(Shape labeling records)
──────────────────────────────

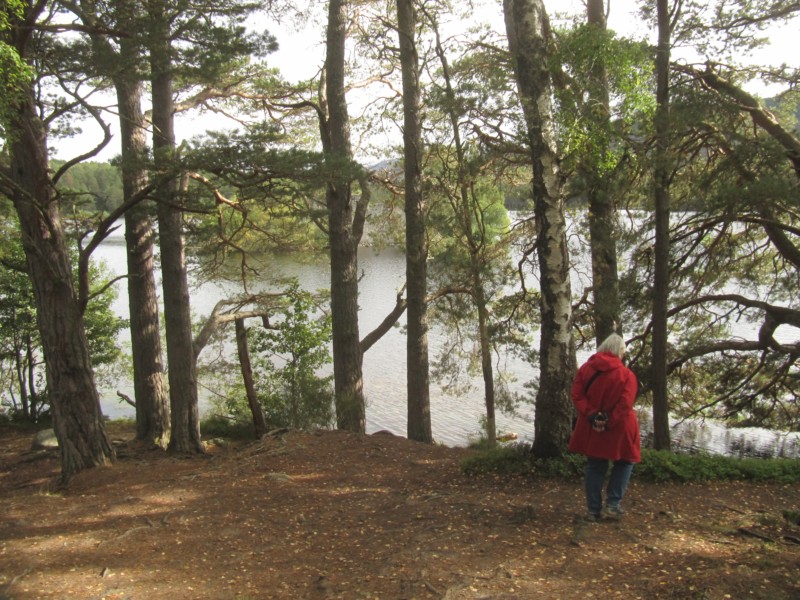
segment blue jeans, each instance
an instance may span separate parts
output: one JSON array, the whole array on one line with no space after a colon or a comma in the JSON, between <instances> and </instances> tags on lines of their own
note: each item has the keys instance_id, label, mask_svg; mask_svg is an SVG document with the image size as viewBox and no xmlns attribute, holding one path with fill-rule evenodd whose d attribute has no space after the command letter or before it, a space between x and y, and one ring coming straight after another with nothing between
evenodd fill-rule
<instances>
[{"instance_id":1,"label":"blue jeans","mask_svg":"<svg viewBox=\"0 0 800 600\"><path fill-rule=\"evenodd\" d=\"M604 458L589 458L586 461L586 506L589 512L599 515L603 510L603 483L606 479L608 461ZM611 478L606 489L606 506L619 507L628 482L633 473L633 463L614 461Z\"/></svg>"}]
</instances>

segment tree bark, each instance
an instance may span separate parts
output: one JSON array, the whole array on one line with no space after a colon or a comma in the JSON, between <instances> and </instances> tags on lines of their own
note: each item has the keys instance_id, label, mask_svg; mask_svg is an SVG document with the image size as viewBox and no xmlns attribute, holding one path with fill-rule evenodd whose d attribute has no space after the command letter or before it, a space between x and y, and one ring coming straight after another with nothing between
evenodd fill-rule
<instances>
[{"instance_id":1,"label":"tree bark","mask_svg":"<svg viewBox=\"0 0 800 600\"><path fill-rule=\"evenodd\" d=\"M603 0L588 0L590 26L606 30ZM609 95L608 78L602 56L595 57L589 74L589 110L595 124L591 156L604 156L608 149ZM592 254L592 289L594 296L595 338L600 344L610 334L621 331L619 275L617 273L616 206L609 194L608 177L598 172L594 161L584 173L588 182L589 235Z\"/></svg>"},{"instance_id":2,"label":"tree bark","mask_svg":"<svg viewBox=\"0 0 800 600\"><path fill-rule=\"evenodd\" d=\"M428 246L422 194L422 133L419 56L414 0L397 0L400 65L403 73L403 158L406 215L407 436L432 443L428 362Z\"/></svg>"},{"instance_id":3,"label":"tree bark","mask_svg":"<svg viewBox=\"0 0 800 600\"><path fill-rule=\"evenodd\" d=\"M174 164L175 128L168 3L150 0L150 68L153 95L153 155L164 170ZM192 346L189 284L183 247L182 212L175 177L157 190L161 279L169 365L171 435L169 450L202 453L200 414Z\"/></svg>"},{"instance_id":4,"label":"tree bark","mask_svg":"<svg viewBox=\"0 0 800 600\"><path fill-rule=\"evenodd\" d=\"M133 14L121 11L121 14ZM132 24L119 20L123 31ZM131 68L141 59L141 49L131 38L119 40L114 86L119 107L122 147L122 189L129 201L147 185L147 138L141 110L142 84ZM147 206L140 202L125 213L128 262L133 386L136 397L136 439L166 448L169 442L169 399L164 388L164 364L158 297L154 275L155 230Z\"/></svg>"},{"instance_id":5,"label":"tree bark","mask_svg":"<svg viewBox=\"0 0 800 600\"><path fill-rule=\"evenodd\" d=\"M354 165L344 89L347 0L330 0L325 58L327 122L323 150L330 167L326 203L331 253L331 320L336 424L356 433L366 430L363 354L358 331L358 244L361 218L354 210ZM362 190L363 193L363 190Z\"/></svg>"},{"instance_id":6,"label":"tree bark","mask_svg":"<svg viewBox=\"0 0 800 600\"><path fill-rule=\"evenodd\" d=\"M26 14L29 22L36 16L30 9ZM12 23L15 25L21 24ZM28 27L11 31L12 43L23 59L28 58L31 34ZM14 186L11 200L33 281L53 425L61 452L61 478L68 481L83 469L112 462L114 449L103 425L61 212L48 176L45 127L36 110L33 87L13 102L9 115L6 140Z\"/></svg>"},{"instance_id":7,"label":"tree bark","mask_svg":"<svg viewBox=\"0 0 800 600\"><path fill-rule=\"evenodd\" d=\"M556 148L552 78L547 70L550 24L541 0L504 0L517 89L533 163L534 246L541 281L539 388L533 453L560 456L571 433L575 373L572 304L562 175Z\"/></svg>"},{"instance_id":8,"label":"tree bark","mask_svg":"<svg viewBox=\"0 0 800 600\"><path fill-rule=\"evenodd\" d=\"M669 450L667 398L667 310L669 308L669 46L670 15L667 0L657 0L655 115L655 249L653 275L653 447Z\"/></svg>"}]
</instances>

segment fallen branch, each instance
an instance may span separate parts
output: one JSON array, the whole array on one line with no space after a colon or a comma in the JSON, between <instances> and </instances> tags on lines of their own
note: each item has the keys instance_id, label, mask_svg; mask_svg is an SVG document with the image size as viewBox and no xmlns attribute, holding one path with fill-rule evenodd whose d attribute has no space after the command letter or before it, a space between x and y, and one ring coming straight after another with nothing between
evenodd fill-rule
<instances>
[{"instance_id":1,"label":"fallen branch","mask_svg":"<svg viewBox=\"0 0 800 600\"><path fill-rule=\"evenodd\" d=\"M765 542L772 542L773 544L775 543L774 538L771 538L768 535L764 535L763 533L758 533L757 531L753 531L752 529L747 529L746 527L739 527L736 531L738 531L742 535L754 537L756 539L763 540Z\"/></svg>"}]
</instances>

──────────────────────────────

Set task »
Count how many lines of the records above contain the string "fallen", matching case exactly. Reply with only the number.

Task output »
2